TASKS FOR THIS EXERCISE =>
1. Reproduce the passage of the article on Ireland's recession between "(Source: Lawyer)" and "the country's banks.", inclusive, word for word.
2. Rewrite the records from their start through the line holding "<point>450,139</point>", inclusive, as a JSON list of strings with one string per line. Omit blank lines and leave out the pictures.

───── DOCUMENT SECTION

(Source: Lawyer)

With investment from overseas and companies returning to Ireland,
there are signs of growth that are surprising everyone. By Tom
Phillips and Margaret Taylor
Never far from controversy and often on the front foot, the Irish
government has attracted much criticism among the public for its
handling of the recession.
First there was Europe-wide condemnation when, immediately after
the crash, the Irish finance Minister Brian Lenihan struck out on
his own with guarantees to save the country's banks.
Then there was the creation of the National Asset Management
Agency (Nama), which bought between e80m and e90m (pound 72.80m-
pound 81.93m) worth of development and building loans off the banks'
books using taxpayer's money. The plan was to buy the loans at a
discount, somewhere between what they were worth at the peak of the
property boom compared with their long-term economic value - an
undetermined figure known as the 'haircut'.

──────────
───── AVAILABLE RECORDS

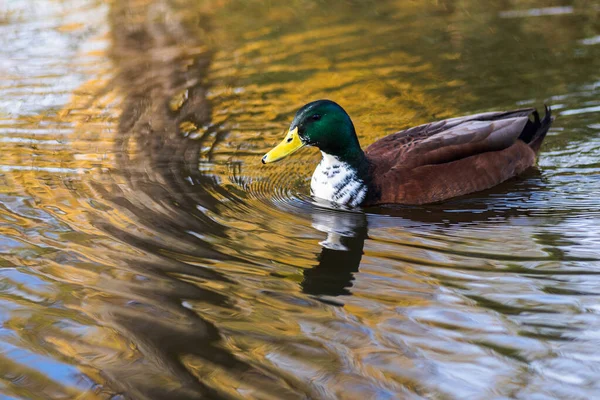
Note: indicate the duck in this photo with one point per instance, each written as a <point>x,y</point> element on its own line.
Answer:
<point>429,163</point>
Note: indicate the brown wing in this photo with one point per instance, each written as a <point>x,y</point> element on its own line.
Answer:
<point>437,182</point>
<point>449,158</point>
<point>450,139</point>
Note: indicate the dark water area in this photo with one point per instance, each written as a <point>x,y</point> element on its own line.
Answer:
<point>146,253</point>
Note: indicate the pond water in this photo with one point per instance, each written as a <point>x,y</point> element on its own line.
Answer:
<point>146,253</point>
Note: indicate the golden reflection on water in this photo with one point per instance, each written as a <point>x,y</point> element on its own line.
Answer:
<point>147,253</point>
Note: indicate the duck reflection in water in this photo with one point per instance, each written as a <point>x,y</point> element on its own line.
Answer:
<point>341,252</point>
<point>343,247</point>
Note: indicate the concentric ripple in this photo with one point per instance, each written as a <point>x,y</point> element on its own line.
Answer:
<point>147,253</point>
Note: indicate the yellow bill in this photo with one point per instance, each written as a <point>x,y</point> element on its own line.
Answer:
<point>290,144</point>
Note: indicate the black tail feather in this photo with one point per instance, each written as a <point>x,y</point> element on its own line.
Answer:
<point>535,131</point>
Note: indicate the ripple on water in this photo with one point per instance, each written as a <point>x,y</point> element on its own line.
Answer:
<point>146,252</point>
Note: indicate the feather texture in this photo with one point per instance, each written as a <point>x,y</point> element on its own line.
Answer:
<point>453,157</point>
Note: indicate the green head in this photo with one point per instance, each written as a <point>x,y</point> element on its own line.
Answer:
<point>323,124</point>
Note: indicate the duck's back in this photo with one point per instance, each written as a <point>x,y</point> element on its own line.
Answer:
<point>454,157</point>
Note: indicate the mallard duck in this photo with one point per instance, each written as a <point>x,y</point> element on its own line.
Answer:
<point>425,164</point>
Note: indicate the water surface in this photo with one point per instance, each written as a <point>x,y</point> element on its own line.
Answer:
<point>146,253</point>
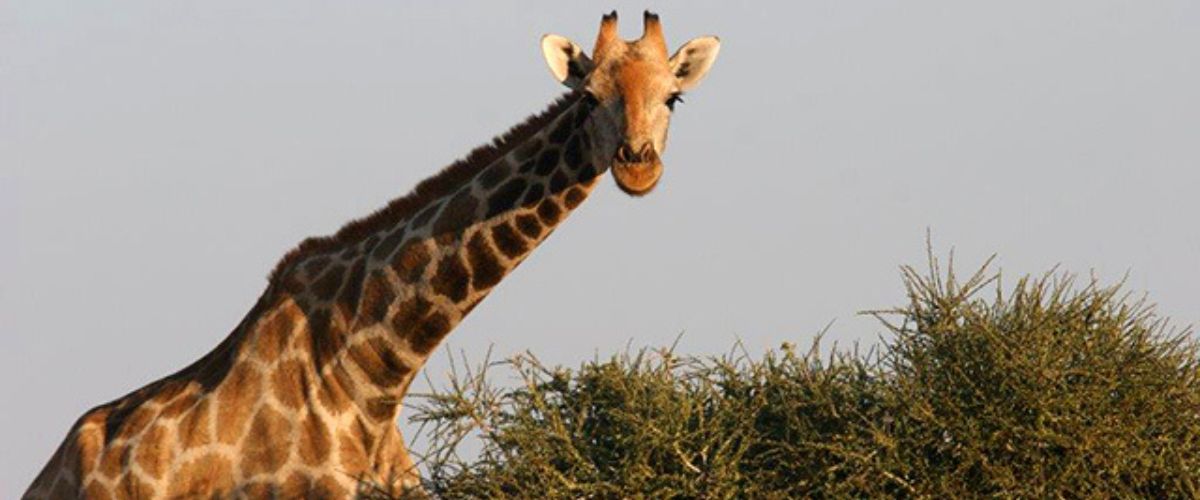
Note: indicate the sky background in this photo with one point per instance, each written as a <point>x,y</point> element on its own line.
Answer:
<point>157,157</point>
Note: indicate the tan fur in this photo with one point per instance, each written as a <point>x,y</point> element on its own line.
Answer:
<point>300,399</point>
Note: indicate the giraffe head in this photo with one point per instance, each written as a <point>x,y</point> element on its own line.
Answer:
<point>635,86</point>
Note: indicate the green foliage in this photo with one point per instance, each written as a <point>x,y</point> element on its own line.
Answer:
<point>1047,391</point>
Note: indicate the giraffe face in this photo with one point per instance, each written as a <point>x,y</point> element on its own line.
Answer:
<point>636,86</point>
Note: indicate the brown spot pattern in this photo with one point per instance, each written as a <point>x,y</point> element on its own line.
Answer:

──────────

SOLUTIONS BELOW =>
1.
(Source: Lawyer)

With investment from overseas and companies returning to Ireland,
there are signs of growth that are surprising everyone. By Tom
Phillips and Margaret Taylor
Never far from controversy and often on the front foot, the Irish
government has attracted much criticism among the public for its
handling of the recession.
First there was Europe-wide condemnation when, immediately after
the crash, the Irish finance Minister Brian Lenihan struck out on
his own with guarantees to save the country's banks.

2.
[
  "Note: indicate the duck in this photo with one point per instance, each written as a <point>x,y</point> element on its own line.",
  "Answer:",
  "<point>429,163</point>",
  "Note: indicate the brown wing in this photo with one point per instance, each written as a <point>x,y</point> element on its own line.",
  "Answer:",
  "<point>437,182</point>",
  "<point>449,158</point>",
  "<point>450,139</point>"
]